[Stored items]

▽

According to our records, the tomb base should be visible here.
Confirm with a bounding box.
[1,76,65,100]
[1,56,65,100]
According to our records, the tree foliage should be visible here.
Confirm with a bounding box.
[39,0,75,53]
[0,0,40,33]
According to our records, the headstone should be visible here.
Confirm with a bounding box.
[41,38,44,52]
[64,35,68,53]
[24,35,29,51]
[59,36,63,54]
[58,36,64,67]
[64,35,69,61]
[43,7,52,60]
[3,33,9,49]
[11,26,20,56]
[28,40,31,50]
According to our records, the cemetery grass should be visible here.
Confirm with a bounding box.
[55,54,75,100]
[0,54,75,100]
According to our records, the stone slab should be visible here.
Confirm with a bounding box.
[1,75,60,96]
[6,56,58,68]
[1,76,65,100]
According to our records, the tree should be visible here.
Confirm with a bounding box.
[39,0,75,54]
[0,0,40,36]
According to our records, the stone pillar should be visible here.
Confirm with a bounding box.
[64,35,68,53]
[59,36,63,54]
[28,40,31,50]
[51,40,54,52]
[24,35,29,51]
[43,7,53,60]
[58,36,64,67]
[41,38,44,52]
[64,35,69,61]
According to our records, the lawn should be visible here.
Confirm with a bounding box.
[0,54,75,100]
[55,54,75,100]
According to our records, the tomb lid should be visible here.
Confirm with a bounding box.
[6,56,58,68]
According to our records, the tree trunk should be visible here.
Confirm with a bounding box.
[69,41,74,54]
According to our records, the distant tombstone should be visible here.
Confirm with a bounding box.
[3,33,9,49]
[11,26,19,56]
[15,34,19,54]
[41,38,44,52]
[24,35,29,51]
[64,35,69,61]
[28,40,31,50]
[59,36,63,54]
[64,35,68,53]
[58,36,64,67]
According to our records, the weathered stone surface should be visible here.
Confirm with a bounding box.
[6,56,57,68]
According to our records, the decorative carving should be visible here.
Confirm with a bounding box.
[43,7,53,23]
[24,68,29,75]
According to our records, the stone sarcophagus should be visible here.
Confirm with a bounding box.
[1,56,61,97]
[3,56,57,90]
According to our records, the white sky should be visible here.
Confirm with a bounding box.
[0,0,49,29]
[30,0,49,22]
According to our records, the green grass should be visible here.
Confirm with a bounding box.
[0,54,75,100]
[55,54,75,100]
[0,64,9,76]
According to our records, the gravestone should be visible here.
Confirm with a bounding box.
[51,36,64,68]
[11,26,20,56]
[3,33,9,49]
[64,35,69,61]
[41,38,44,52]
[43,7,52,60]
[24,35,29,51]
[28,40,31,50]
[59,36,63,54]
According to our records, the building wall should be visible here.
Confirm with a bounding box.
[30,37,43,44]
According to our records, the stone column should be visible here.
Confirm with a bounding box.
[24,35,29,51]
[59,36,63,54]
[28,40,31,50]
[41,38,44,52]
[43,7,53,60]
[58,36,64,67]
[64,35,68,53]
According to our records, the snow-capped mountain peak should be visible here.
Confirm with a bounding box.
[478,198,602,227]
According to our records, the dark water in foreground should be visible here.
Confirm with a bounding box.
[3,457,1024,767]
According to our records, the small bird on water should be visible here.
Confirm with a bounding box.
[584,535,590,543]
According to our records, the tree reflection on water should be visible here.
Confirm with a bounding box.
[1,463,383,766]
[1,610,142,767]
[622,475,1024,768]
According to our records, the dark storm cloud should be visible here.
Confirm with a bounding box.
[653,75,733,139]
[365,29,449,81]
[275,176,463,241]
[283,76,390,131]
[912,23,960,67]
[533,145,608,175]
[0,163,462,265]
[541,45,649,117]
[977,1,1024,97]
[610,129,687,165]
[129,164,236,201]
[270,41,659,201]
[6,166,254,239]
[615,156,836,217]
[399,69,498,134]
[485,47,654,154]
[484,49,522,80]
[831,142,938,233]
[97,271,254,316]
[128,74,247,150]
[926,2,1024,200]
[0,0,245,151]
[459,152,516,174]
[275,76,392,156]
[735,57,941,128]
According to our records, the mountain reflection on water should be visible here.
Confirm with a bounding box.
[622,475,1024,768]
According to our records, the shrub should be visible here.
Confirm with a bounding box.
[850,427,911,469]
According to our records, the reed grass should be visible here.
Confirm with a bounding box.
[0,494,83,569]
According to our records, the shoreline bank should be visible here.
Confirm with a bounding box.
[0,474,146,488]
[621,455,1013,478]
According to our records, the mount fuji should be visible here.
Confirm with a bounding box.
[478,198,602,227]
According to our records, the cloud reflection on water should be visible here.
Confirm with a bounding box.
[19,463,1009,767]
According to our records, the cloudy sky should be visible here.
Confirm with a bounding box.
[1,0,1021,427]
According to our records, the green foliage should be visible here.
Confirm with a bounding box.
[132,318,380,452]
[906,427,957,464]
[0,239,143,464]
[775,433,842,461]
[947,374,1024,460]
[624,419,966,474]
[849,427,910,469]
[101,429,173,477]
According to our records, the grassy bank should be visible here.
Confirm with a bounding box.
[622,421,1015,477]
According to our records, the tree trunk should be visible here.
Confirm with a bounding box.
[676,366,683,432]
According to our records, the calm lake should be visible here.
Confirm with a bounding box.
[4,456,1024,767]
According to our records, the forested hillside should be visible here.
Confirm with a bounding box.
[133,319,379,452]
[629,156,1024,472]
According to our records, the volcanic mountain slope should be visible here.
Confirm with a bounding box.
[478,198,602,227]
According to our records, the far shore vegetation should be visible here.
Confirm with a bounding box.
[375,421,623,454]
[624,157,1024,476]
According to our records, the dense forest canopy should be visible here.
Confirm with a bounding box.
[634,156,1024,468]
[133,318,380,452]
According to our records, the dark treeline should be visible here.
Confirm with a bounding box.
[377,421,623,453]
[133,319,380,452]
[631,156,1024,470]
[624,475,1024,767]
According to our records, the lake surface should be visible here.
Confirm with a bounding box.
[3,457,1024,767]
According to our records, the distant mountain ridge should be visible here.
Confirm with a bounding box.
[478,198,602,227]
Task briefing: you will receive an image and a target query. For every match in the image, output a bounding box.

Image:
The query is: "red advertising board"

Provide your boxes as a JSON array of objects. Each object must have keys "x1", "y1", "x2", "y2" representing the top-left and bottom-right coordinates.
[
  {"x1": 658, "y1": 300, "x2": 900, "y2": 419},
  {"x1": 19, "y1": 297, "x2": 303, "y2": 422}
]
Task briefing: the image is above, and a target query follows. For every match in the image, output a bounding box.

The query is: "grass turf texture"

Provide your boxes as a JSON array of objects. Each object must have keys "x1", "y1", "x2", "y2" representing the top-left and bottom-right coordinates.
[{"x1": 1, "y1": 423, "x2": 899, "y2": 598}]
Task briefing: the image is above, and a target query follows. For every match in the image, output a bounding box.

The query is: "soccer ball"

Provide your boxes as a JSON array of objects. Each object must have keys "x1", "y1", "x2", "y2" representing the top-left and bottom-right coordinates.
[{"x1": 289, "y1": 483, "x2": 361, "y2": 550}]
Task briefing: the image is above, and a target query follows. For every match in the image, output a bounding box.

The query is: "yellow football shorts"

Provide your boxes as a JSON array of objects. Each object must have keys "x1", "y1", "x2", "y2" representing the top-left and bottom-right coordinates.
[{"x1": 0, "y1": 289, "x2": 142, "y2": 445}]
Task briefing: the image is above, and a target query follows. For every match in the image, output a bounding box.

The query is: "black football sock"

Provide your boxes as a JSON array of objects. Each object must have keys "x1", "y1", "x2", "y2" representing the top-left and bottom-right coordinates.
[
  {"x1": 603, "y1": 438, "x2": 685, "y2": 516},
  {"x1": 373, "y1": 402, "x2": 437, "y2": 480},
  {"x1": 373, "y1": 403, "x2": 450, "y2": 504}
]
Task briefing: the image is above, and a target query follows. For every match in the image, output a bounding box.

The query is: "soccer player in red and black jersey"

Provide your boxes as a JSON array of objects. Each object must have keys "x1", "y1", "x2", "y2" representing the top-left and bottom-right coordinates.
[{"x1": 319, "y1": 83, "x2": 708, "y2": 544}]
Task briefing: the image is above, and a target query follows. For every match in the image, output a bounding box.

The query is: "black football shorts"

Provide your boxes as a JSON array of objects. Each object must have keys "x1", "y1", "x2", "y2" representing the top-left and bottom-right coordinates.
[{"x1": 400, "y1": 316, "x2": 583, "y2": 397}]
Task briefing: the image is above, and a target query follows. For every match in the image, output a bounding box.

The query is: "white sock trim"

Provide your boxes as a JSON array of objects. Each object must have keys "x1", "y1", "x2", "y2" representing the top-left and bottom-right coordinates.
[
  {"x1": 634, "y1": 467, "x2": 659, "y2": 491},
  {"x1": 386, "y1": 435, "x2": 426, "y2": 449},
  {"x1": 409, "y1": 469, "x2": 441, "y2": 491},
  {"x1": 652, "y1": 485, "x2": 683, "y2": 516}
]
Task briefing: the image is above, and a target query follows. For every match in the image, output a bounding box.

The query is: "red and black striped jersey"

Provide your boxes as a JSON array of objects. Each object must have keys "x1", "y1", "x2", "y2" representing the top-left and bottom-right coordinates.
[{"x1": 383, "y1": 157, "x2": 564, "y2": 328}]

△

§ **WORK REQUEST**
Show the lines above that include "black".

§ **RESULT OF THE EXERCISE**
The query is: "black football sock"
The query is: "soccer player in red and black jersey"
The query is: "black football shorts"
The query is: "red and black striped jersey"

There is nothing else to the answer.